**TASK ITEM:**
Give the entries again, exactly as they stand.

**Point-per-instance localization data:**
•••
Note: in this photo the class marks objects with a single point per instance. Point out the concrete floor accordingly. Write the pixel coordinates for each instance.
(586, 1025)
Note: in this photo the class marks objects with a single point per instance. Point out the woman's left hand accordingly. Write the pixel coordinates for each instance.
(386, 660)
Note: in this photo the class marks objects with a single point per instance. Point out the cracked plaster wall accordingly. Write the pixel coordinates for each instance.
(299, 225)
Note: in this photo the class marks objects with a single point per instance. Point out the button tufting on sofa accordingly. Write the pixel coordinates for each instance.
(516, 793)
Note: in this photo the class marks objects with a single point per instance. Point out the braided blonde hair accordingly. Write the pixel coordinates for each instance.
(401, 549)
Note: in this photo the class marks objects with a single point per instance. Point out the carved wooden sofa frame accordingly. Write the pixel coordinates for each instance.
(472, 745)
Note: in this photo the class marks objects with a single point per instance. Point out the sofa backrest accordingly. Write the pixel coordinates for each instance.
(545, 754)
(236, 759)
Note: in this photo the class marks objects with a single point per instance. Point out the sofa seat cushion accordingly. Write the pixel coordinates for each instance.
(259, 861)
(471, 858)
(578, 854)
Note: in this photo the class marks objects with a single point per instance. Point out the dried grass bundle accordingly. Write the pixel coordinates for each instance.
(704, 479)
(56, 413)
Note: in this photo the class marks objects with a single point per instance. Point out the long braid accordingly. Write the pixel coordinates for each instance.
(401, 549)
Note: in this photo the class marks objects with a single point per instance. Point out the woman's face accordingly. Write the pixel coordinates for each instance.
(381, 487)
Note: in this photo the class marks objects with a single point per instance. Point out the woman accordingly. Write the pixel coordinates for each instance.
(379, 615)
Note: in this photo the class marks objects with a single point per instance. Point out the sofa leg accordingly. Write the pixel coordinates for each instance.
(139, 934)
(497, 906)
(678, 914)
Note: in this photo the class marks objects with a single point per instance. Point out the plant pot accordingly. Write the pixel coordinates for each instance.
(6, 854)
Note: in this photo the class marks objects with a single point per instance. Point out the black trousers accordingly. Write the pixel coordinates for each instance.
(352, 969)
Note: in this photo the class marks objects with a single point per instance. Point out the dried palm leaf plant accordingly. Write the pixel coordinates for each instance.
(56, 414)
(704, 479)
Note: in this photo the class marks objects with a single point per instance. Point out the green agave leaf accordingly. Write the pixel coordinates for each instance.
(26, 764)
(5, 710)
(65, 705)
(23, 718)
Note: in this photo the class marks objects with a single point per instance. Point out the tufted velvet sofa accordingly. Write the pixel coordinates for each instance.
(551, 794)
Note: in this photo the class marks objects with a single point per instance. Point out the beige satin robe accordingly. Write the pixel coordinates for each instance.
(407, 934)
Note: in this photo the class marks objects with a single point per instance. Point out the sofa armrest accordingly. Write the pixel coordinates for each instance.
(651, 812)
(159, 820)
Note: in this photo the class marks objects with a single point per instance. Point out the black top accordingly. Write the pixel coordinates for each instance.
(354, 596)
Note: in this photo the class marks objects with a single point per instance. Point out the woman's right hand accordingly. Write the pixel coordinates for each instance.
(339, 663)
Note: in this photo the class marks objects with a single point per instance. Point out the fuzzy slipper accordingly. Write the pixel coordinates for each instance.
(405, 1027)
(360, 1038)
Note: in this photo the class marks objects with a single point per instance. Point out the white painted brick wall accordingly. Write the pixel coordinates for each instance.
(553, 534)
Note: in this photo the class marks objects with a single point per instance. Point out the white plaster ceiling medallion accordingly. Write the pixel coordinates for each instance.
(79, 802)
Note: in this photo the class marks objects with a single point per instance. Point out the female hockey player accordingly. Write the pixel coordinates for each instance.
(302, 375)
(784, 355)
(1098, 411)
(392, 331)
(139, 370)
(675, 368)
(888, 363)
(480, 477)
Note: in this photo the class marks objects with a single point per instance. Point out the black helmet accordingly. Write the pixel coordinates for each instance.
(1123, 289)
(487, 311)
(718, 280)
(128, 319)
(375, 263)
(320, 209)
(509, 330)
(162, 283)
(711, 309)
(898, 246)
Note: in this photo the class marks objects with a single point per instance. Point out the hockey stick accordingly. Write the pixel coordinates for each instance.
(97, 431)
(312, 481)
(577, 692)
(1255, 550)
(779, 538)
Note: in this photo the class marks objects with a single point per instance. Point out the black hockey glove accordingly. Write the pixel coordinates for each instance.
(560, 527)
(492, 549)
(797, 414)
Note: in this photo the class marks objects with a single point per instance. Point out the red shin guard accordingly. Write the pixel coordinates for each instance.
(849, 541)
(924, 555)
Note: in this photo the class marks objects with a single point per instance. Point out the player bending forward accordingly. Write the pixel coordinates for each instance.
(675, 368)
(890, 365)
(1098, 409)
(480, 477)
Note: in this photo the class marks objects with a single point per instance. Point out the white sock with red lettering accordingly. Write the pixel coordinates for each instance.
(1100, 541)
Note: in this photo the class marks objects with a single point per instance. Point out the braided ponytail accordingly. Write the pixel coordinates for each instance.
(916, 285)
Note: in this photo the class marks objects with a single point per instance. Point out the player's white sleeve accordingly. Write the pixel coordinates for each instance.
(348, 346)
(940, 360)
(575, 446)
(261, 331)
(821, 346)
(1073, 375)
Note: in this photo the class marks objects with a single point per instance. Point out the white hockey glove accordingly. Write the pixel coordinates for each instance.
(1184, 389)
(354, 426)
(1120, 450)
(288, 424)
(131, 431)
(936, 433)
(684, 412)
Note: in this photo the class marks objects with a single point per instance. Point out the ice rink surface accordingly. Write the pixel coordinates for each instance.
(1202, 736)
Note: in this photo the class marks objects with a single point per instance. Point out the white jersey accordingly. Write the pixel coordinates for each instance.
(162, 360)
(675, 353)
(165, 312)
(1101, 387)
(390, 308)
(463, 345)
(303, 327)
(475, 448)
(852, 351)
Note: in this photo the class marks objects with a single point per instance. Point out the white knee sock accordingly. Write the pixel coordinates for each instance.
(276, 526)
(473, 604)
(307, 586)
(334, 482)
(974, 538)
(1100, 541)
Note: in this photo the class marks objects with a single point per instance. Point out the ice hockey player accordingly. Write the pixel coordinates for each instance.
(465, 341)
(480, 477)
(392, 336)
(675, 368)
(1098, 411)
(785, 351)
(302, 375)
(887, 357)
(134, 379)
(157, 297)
•••
**EXERCISE OUTPUT:**
Note: in this photo the class marks objects with a single point per instance. Point out the concrete floor accordingly. Write the pixel coordinates for each instance.
(586, 1025)
Note: in this photo the class marks objects with a single point per instance. Point out the woman's left hand accordingly. Write the pixel coordinates for each instance.
(386, 660)
Note: in this photo the class marks objects with a single point per instance. Point out the cracked plaster wall accordingly. Write the pixel coordinates for each instance.
(299, 225)
Note: in this photo the class marks objects with a single point per instance. Point out the button tufting on sofa accordingly. Write the pixel coordinates for each instance.
(516, 793)
Note: in this photo the class marks objects with a single point per instance. Point out the braided blonde hair accordingly. Write the pixel coordinates for each instance.
(401, 549)
Note: in this photo the class marks objects with a single point per instance. Point out the carved wooden sofa frame accordingly. Write the pixel coordinates for each instance.
(472, 745)
Note: in this photo the class marks objects with a single point per instance. Point out the sofa backrest accordingly. Write the pixel coordinates for each instance.
(545, 754)
(236, 759)
Note: in this photo the class marks objects with a single point per instance. Point out the sofa seat cushion accordingly. Write the pixel coordinates for each instance.
(259, 861)
(471, 858)
(578, 854)
Note: in this photo the class marks objects with a single point per instance. Point out the dried grass bundle accordingly. Write the pixel coordinates for each instance.
(704, 479)
(56, 413)
Note: in this photo the class marks objects with a single point per instance. Point out the long braid accordingly. Write the pixel coordinates for each instance.
(401, 549)
Note: in this photo the class marks objects with a single point per instance. Point out the woman's face accordingly. Write the pixel coordinates for each instance.
(381, 487)
Note: in this photo the class marks objects with a single point per instance. Point out the woman accordingly. Write the pixel coordinates for each instance.
(379, 615)
Note: in this photo the class marks objects with a single point per instance. Point out the sofa leg accordingly. Write the pixel coordinates for each instance.
(139, 934)
(497, 906)
(678, 914)
Note: in this photo the class marks objects with a single point per instance. Point out the plant pot accordingly. Write the pixel coordinates for each instance.
(6, 854)
Note: in this photo the class marks objects with a single point per instance. Point out the black trousers accordingly. Write the pixel coordinates for each instance.
(352, 969)
Note: in this photo the class marks objects with a single point per instance. Point out the dried palm leaf plant accordingly. Write the pixel coordinates for each instance.
(56, 414)
(704, 479)
Note: in this photo the class marks objects with a single point per instance. Point out the green agave leaf accordingly. Write the pixel coordinates for each instance.
(26, 764)
(5, 710)
(65, 705)
(23, 718)
Note: in this photo the class marks objects with a single point per instance. Point out the tufted velvet sofa accordingly. Write the pixel coordinates for each instance.
(551, 794)
Note: in this photo the class marks objects with a single point per instance. Point out the beige satin robe accordingly. Write the pixel coordinates for each instance.
(407, 934)
Note: in this photo the class marks objects with a single point per instance. Point out the sofa armrest accordingly. Write the pixel coordinates for each instance.
(651, 812)
(159, 820)
Note: in this photo the class marks objects with a single point per instance. Point out the black top accordingly. Write the pixel coordinates for each instance.
(354, 596)
Note: in this photo the class marks objects with a single point per instance. Point out the woman's right hand accordingly. Write the pixel coordinates for each instance.
(339, 663)
Note: in this photo the class marks objects with a single point per instance. Point out the fuzzy slipper accordingly. Write the pixel coordinates for each instance.
(405, 1027)
(360, 1038)
Note: in this photo the class marks objects with a single point per instance. Point out the white painted brick wall accordingly. Write the pixel coordinates for each instance.
(553, 534)
Note: in this photo the class marks objects with a single point per instance. Point out the white plaster ceiling medallion accordingly. Write the pixel coordinates for each instance.
(79, 802)
Note: in this photo the class marks objects with a single point per instance. Point out the female hockey player accordingly. Write the pixel coordinates for each instance.
(302, 375)
(784, 355)
(1098, 411)
(392, 331)
(139, 370)
(675, 368)
(888, 363)
(480, 477)
Note: in this photo the class marks objects with a single point per instance. Point out the black helmet accordingly. Write the pixel coordinates for each instance.
(1123, 289)
(487, 311)
(718, 280)
(128, 319)
(375, 263)
(320, 209)
(509, 330)
(162, 283)
(711, 309)
(898, 246)
Note: in this photo the class marks objects with a single point per instance. Point out the hockey stick accordingly. Write the pixel coordinates for each instance.
(97, 431)
(312, 481)
(577, 692)
(1255, 550)
(779, 538)
Note: in this photo the class marks objects with a single point per instance. Point out the black hockey glove accordingly. Write the pixel coordinates for each instance.
(560, 527)
(492, 549)
(797, 414)
Note: in this photo the class marks objects with a single point per instance. Point out the red shin guard accordingly. Write the pixel coordinates for each instance.
(849, 541)
(924, 555)
Note: in this photo the class marks objects with a single point per instance. Point out the player bending forward accordingly. Write the pixel coordinates for each instance.
(675, 368)
(890, 365)
(1098, 409)
(480, 477)
Note: in this photo the class marks objects with a single point per instance. Point out the white sock with red lettering accordingly. Write the pixel coordinates for each instance.
(1100, 541)
Note: in this photo the class marks objects with a single point per instance. Point out the braided ponytail accordingly. Write the pixel coordinates for each instance.
(916, 285)
Note: in this photo the class marks objects with a single point per instance. Point out the player's white sleeve accordingly. Write the pixel coordinates for each instance.
(348, 346)
(940, 360)
(575, 446)
(261, 331)
(821, 346)
(1073, 375)
Note: in this photo the class marks objects with a single point per instance. Point out the white hockey glove accordingly. Write the pixel coordinates for each instance.
(1184, 389)
(354, 426)
(1120, 450)
(288, 424)
(131, 431)
(936, 433)
(684, 412)
Note: in this photo the class marks objects with a single point per instance. Point out the ice rink surface accordingly. Write the pixel coordinates for each instance.
(1202, 736)
Note: in this photo the class marks objects with a single point per instance. Point out the white jersey accordingly. Write the pixel coordinates for each instance.
(162, 360)
(675, 353)
(165, 312)
(1101, 387)
(390, 308)
(463, 345)
(303, 327)
(475, 448)
(852, 351)
Note: in this photo the class marks objects with a single point per instance. Point out the white knee sock accordingly. Write the pixel coordinates for each instance.
(276, 526)
(473, 604)
(307, 586)
(334, 482)
(974, 538)
(1100, 541)
Note: in this photo the class marks objects with a single point per instance. Point out the ice hockey player accordingly. Write the pixel coordinates for each instance.
(465, 341)
(480, 477)
(392, 336)
(675, 368)
(1098, 411)
(785, 351)
(302, 375)
(887, 357)
(134, 379)
(157, 297)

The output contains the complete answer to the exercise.